Extracted information Block Start

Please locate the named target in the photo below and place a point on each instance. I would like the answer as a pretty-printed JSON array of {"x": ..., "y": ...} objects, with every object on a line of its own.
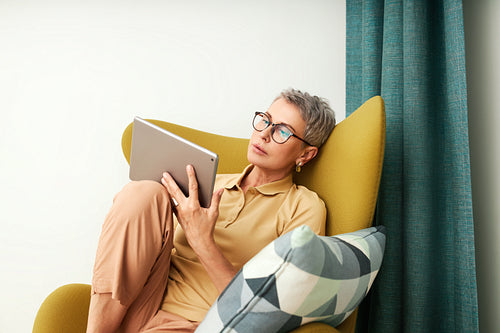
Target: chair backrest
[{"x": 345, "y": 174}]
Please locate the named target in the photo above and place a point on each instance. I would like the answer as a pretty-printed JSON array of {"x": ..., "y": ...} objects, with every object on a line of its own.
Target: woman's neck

Extracted information Block End

> [Instructions to follow] Keep the pictures out of the copy and write out the data exactly as it stands.

> [Solution for this problem]
Please locate the named target in the photo below and place a point on each instance. I would like the answer as a pretty-printed JSON array of {"x": ..., "y": ...} objects, with every object on a line of its own.
Target: chair backrest
[{"x": 345, "y": 174}]
Please locate the named target in the photo above and place a point on each instance. I would like the answer as a pretty-printed JSON array of {"x": ..., "y": ...} objects, with every object on a line of its own.
Target: woman's neck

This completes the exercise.